Items from a data source:

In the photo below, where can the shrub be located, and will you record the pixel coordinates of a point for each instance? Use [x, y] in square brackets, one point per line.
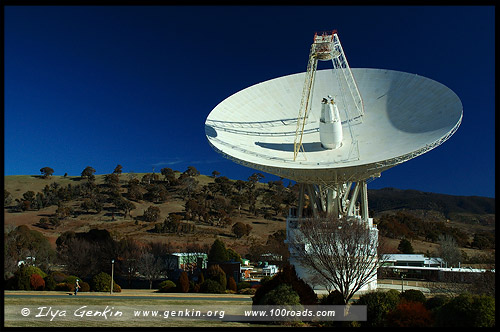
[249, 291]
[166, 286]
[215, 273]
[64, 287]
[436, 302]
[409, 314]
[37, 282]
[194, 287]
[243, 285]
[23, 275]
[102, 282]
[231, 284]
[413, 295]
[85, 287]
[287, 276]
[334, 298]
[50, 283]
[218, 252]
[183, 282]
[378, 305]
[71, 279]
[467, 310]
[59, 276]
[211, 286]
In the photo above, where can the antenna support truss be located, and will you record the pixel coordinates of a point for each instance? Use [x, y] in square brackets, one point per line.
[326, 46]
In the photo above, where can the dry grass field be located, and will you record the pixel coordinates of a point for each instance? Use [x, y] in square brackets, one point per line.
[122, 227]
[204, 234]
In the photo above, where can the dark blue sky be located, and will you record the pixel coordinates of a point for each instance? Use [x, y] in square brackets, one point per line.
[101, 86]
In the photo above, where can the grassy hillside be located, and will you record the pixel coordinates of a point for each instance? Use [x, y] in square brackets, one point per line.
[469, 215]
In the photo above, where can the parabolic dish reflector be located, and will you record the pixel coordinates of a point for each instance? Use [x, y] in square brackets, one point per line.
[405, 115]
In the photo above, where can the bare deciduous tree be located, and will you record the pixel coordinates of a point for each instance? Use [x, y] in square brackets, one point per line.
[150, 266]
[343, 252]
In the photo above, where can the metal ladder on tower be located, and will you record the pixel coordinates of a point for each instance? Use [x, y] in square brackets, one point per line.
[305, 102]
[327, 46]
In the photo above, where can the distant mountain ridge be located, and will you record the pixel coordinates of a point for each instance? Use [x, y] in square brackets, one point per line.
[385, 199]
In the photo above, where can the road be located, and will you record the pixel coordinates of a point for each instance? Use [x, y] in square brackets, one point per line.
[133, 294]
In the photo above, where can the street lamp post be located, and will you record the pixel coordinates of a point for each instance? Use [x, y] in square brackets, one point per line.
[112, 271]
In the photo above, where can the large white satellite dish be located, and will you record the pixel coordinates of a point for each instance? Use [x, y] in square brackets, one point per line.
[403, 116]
==
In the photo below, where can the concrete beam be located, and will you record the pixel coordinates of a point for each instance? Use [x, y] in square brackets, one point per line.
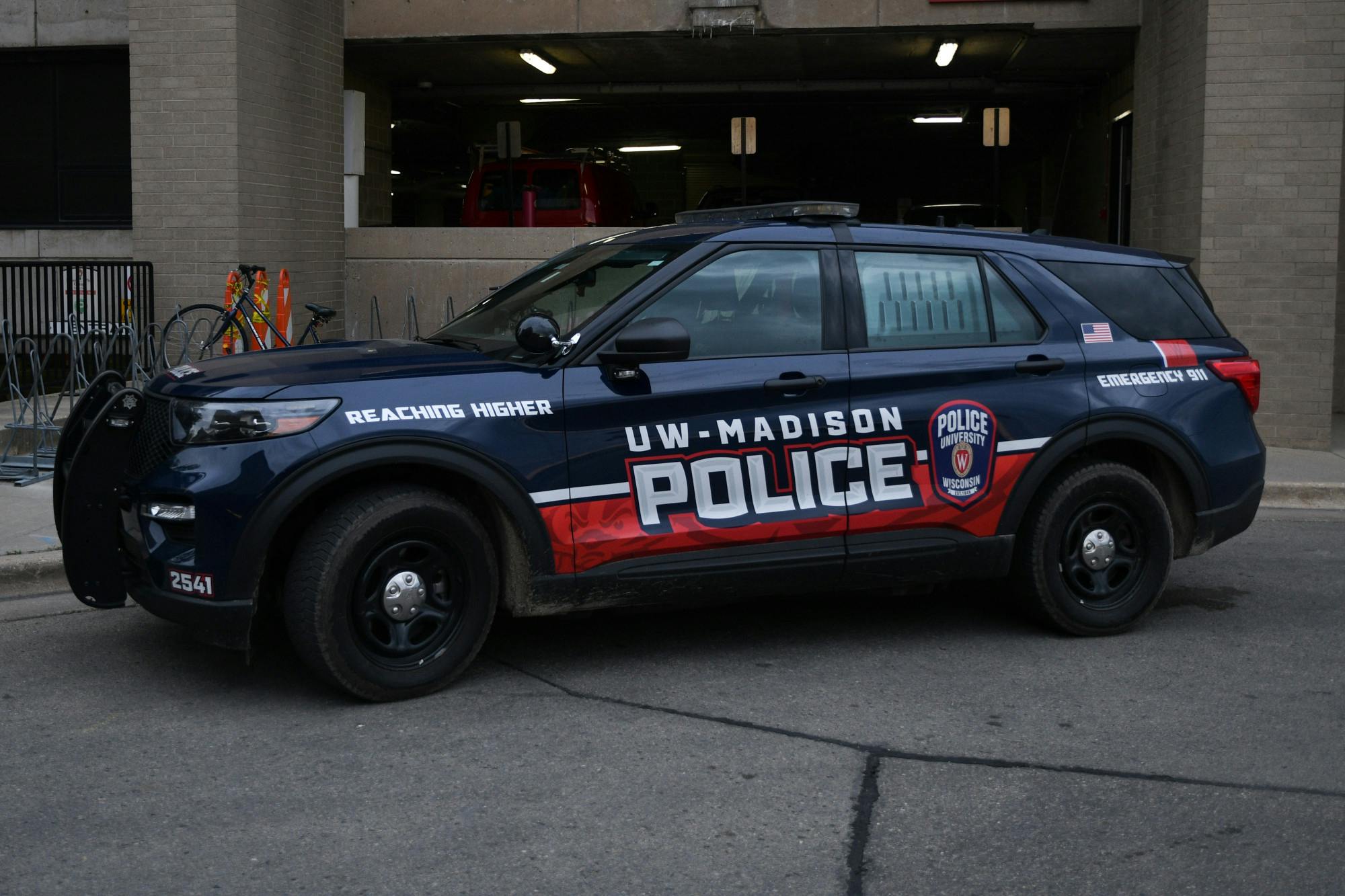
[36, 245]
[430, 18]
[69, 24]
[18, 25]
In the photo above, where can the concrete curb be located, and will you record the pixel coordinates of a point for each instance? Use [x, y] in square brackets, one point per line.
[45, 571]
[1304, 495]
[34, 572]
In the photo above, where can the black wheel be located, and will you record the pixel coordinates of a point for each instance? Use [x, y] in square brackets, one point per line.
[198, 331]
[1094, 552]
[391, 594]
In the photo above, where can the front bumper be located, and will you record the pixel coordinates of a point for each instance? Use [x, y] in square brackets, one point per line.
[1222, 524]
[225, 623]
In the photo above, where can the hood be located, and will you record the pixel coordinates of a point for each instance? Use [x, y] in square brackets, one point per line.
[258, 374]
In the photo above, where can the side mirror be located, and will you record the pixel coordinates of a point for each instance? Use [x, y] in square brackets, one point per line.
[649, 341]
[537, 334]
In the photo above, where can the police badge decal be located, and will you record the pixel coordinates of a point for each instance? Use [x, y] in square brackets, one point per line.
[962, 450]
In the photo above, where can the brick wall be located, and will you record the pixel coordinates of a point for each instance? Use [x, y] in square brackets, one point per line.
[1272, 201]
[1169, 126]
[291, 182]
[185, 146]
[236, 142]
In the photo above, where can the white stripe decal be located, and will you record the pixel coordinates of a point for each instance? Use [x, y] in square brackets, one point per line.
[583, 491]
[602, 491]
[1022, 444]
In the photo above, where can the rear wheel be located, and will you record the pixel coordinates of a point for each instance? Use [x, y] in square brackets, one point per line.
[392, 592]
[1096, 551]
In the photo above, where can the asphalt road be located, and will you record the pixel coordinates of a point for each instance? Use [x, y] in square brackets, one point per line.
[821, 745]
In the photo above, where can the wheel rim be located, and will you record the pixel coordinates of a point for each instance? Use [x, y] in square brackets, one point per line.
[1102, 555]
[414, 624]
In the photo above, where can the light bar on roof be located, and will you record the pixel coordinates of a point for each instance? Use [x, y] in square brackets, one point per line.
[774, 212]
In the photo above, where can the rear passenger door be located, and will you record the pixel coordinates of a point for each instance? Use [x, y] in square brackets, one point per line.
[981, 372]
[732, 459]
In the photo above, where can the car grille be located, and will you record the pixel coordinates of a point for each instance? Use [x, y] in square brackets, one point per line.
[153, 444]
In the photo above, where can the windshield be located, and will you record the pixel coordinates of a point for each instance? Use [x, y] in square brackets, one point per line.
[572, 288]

Objective -> Gather every line in the entries above that contains the word "concrete", and copy each of those lines in full.

Worked answer ->
In the photo below, where can the concrete beam be located, and will you record the pixel coordinates of a point for each instance? Use [x, y] in square brackets, one point per line.
In the photo above, where can the concrete curb be located, and will you record the pixel coordinates of a point for each instance? Use [x, y] in square brackets, one point per line.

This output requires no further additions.